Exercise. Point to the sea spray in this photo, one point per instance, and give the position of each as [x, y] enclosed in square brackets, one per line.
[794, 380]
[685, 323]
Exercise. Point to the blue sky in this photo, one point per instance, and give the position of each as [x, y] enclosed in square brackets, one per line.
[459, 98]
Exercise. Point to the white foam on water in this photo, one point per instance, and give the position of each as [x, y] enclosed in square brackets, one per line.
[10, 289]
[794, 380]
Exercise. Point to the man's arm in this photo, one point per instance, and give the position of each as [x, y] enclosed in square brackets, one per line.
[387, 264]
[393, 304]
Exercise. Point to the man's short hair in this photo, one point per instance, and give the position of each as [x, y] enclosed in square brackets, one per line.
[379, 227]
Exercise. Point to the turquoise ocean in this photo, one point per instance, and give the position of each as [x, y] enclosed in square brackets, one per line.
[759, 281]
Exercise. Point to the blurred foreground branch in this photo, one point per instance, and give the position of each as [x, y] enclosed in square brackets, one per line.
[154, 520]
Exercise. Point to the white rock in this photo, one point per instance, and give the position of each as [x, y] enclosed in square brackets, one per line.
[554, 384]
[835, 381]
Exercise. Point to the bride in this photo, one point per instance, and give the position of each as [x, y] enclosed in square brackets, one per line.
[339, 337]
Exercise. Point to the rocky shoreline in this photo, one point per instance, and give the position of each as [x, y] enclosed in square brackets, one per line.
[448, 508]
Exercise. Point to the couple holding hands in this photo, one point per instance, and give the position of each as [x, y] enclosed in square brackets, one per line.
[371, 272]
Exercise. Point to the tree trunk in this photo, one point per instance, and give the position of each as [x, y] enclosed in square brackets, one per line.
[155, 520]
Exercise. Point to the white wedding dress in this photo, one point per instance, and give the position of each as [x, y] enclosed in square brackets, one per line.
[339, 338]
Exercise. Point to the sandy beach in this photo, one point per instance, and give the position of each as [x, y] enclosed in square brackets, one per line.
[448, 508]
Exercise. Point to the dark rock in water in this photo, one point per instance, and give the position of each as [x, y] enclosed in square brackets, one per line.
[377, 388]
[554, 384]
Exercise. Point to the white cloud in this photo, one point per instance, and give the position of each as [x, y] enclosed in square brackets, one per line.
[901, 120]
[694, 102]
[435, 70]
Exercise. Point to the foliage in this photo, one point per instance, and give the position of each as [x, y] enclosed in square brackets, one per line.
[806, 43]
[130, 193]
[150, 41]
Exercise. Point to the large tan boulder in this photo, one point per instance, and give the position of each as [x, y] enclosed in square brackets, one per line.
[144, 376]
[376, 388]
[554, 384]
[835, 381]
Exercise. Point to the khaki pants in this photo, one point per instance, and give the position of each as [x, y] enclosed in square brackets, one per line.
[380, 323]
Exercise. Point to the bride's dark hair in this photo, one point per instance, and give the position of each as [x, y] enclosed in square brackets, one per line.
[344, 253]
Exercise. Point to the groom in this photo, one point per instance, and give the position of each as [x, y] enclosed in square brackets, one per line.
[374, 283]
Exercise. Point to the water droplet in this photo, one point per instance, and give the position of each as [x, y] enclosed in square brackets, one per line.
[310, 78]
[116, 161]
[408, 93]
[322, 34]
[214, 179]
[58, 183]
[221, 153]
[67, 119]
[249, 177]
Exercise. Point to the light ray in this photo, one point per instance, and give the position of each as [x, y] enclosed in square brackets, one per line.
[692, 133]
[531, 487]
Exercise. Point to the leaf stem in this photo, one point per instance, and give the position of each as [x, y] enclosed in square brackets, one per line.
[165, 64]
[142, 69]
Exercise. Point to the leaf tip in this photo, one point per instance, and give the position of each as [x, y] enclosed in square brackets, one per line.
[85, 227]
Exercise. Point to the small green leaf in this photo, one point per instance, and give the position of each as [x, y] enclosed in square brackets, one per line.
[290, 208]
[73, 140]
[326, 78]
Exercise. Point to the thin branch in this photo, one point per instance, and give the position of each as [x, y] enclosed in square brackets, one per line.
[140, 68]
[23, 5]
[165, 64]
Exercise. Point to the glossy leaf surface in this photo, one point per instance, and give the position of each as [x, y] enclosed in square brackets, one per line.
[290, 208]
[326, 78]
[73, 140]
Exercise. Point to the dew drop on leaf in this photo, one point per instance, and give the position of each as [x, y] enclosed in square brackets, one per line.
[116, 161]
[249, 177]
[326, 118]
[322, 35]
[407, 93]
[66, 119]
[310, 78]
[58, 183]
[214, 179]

**EXERCISE BRIEF**
Each record must be reproduced exactly, with nothing missing.

**COMPLETED EXERCISE**
Exercise. Point to the sea spray in this photo, one point per instance, and give the position of each as [x, y] enclosed in square brackets, one per line.
[794, 380]
[685, 323]
Exercise. Point to the blue sky in this photo, one point per instance, and give the position of each as [x, y] enclosed in square brackets, one per line.
[459, 98]
Exercise. Point to the white foam on water in this photo, one point per instance, and give the position of each as [x, y] enclosed in square brackets, one per line.
[10, 289]
[794, 380]
Exercise. Point to the man's arm in this photo, one point per instance, and give the position of each as [x, y] enclosed in square brackets, one per line.
[387, 264]
[393, 304]
Exercise. Point to the man's short hair in this photo, one point per instance, and give the position of each as [x, y] enclosed in square brackets, one per line.
[379, 227]
Exercise. Point to the turquoise ocean in this photo, one point per instance, and give the position of each as [x, y] enclosed in square brackets, one per line.
[759, 281]
Exercise. Point to the blurred foreground branch in this photo, one point per instance, and give the position of each as [x, y] enclosed in square brackets, one per line.
[154, 520]
Exercise. Point to the white rock in this photo, one point per instance, and give the position of each as [x, y] enclosed in square brackets, one per line.
[554, 384]
[835, 381]
Exercise. Point to the bride in this photo, one point per instance, and give the position of each as [x, y] enclosed in square brackets, one per line.
[339, 337]
Exercise. Point to the rocky shoreline in this photo, one point per instance, and give the position of each as [x, y] enclosed in square brackets, one per line.
[448, 508]
Exercise. Point to the couple holding hands in this photo, one point per instance, and give the position of each as [x, y] enclosed in square brackets, one per line.
[371, 272]
Exercise. Point to the tree trunk in this photo, one point per instance, and give the position of each as [x, y] enclosed in square brackets, one per line.
[155, 520]
Exercise. Point to the white wedding dress in this photo, one point per instance, and give the position of each as [x, y] enclosed in square brackets, one per line.
[339, 338]
Exercise. Point to the sandy beach in this photo, one point per instance, and give the position of each as [x, y] enclosed in square brackets, one per line.
[448, 508]
Exercise. Point to the dark rock in water in this photo, one point per instance, and give the position of each as [x, y] enclosed in square brackets, one per line.
[377, 388]
[554, 384]
Exercise. Point to the white cloud in this photo, one point per instance, and give the position of each as [x, y] enclosed in square brackets, one per line.
[901, 120]
[694, 102]
[435, 70]
Exercise. Point to the foliage in this photo, one point per instance, and give the position of each as [x, y] enclosed in square brackets, one per line.
[806, 43]
[130, 193]
[150, 41]
Exercise. Point to the large tan boulder in this photo, one point per instance, and give the position of each as [x, y] enclosed in square brackets, one per line.
[144, 376]
[376, 388]
[554, 384]
[835, 381]
Exercise. Point to the khaki pants in this photo, one point per instance, and give the position of each as [x, y] enclosed in square brackets, one per line.
[380, 323]
Exercise. Point to the bride's dark hair in this photo, one point per instance, and give the position of each as [x, y] enclosed in square brackets, one per line.
[344, 253]
Exercise. Point to the groom in this photo, one point per instance, and give the position of each as [x, y] enclosed in square brackets, one per line.
[374, 283]
Exercise. Point to the water droplet in this photo, one point per instance, and give the position of each as [x, y] enclosed in square brackets, one per line.
[310, 78]
[116, 161]
[408, 93]
[322, 34]
[214, 179]
[58, 183]
[221, 153]
[67, 119]
[249, 177]
Exercise. Point to the light ray in this photo, one point per instance, and give the position of each as [x, y] enclosed in square brackets, one per line.
[692, 133]
[531, 487]
Exercise. Point to the leaf stem in this photo, one point per instance, and give the position of each as [x, y] enclosed in square brackets, one per line.
[165, 64]
[142, 69]
Exercise. Point to the leaf tip in this photo, one point per instance, and give the position of each as [x, y] enclosed in square brackets, one per line.
[85, 227]
Exercise. Point to the small green leaf in this photo, one point per instance, and give the position of each as [x, y] enclosed in square brackets, one per line.
[290, 208]
[73, 140]
[326, 78]
Exercise. Point to the thin branch in this photo, one point per instance, and give the position of each as [x, y] enclosed in square brackets, one per line.
[140, 68]
[23, 5]
[165, 64]
Exercise. Point to the glossy leaf surface in this photo, one point per instance, and give the position of each as [x, y] enclosed in square brackets, one per line.
[290, 208]
[326, 78]
[73, 140]
Exercise. Point to the dew drop on leaf in this photo, one point per instance, and give the position of each as [x, y] enclosed in square brackets, one per line.
[116, 161]
[249, 177]
[326, 118]
[322, 35]
[407, 93]
[66, 119]
[310, 78]
[58, 183]
[214, 179]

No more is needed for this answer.